BEGIN Records for this task

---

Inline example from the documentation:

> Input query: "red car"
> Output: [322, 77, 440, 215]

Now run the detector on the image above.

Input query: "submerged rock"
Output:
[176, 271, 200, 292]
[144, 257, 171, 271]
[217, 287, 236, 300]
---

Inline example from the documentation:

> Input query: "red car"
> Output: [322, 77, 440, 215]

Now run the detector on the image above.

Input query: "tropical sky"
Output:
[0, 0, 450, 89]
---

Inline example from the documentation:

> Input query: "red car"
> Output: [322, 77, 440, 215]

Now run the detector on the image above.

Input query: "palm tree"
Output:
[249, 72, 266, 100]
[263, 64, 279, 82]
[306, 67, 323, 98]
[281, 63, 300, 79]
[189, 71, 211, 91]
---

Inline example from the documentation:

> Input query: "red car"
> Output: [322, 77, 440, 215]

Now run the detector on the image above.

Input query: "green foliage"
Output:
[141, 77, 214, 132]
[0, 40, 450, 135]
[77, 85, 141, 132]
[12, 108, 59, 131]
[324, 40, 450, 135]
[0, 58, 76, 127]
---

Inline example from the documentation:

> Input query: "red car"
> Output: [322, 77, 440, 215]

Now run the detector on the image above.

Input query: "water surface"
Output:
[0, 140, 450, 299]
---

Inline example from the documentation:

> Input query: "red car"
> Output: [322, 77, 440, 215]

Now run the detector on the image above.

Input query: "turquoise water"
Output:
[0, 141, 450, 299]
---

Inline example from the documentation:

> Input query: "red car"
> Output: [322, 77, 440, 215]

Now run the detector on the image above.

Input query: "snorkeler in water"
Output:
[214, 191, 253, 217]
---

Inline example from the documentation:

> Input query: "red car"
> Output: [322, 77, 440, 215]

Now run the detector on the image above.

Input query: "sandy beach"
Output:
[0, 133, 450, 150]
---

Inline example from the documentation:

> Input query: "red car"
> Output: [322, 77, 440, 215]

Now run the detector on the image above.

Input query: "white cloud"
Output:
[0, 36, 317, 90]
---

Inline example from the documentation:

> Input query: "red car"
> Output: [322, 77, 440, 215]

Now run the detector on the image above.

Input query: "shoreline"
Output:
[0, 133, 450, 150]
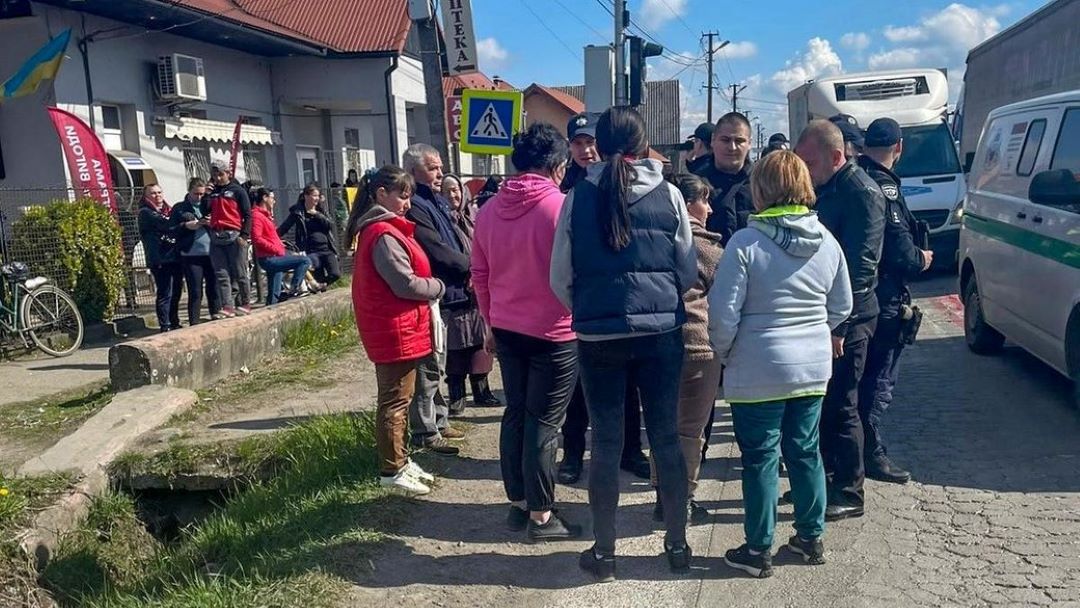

END Records for this task

Direction
Swap "Input query" for "Search phrase" throughout all the records above and write the lines out again with nothing else altered. Leave the pictures out of your answer.

Exercise result
---

Inline example from the documentation:

> Search phrase: "red car"
> Output: [322, 77, 440, 215]

Now run the detector on the image above.

Search phrase: "submerged rock"
Output:
[176, 271, 200, 292]
[144, 257, 171, 271]
[217, 287, 236, 300]
---

Inline example from the documentation:

> Search phrase: "red car"
> Output: [322, 77, 440, 215]

Now run the detector on the image above.

Search phrase: "tropical sky"
Output:
[0, 0, 450, 89]
---

Inline example from the documentation:

> Search phrase: "red car"
> Output: [322, 77, 440, 215]

Now run the detector on the image above.

Search phrase: "palm tree"
Output:
[249, 72, 266, 100]
[263, 64, 279, 82]
[306, 67, 323, 98]
[281, 63, 300, 79]
[189, 71, 211, 91]
---

Inline example from the documentation:

> Search phrase: "red car"
> Output: [322, 77, 440, 215]

Now run the detector on the image above.

Search phrase: "green foliage"
Output:
[141, 77, 214, 132]
[0, 40, 450, 135]
[77, 85, 141, 132]
[12, 108, 59, 131]
[324, 40, 450, 135]
[0, 58, 76, 127]
---

Inline example from the documentation:

> Search phrase: "red car"
> Output: [322, 77, 440, 215]

Now run the detector on the image above.

Search phrase: "water surface"
Output:
[0, 140, 450, 299]
---

Inline example from the documentation:

> Search phrase: "red car"
> Output: [322, 77, 440, 215]

Now run the detector on the image above.

Search phrase: "turquoise water"
Output:
[0, 141, 450, 299]
---

Inline example from the documentation:

> Search phrase: "red car"
> Output: [322, 77, 440, 215]

Now run the detector on the image above.

Search phrase: "snorkeler in water"
Output:
[214, 191, 253, 217]
---

Inline example from the documentation:

> Search phrase: "red car"
> Output: [322, 77, 440, 215]

Now run the detector on the image above.

Search phrase: "sandy beach"
Output:
[0, 133, 450, 150]
---

Inline example from the documentation:

> Search phrase: "red car"
> Output: [322, 77, 440, 215]

Now run the detector on the image above.

Search phrase: "white cloud"
Output:
[0, 36, 317, 90]
---

Inline example from the documentation:

> Search phrase: "red car"
> Output: [322, 77, 440, 215]

Now run the detector on the image above.

Search phrase: "shoreline"
Output:
[0, 133, 450, 150]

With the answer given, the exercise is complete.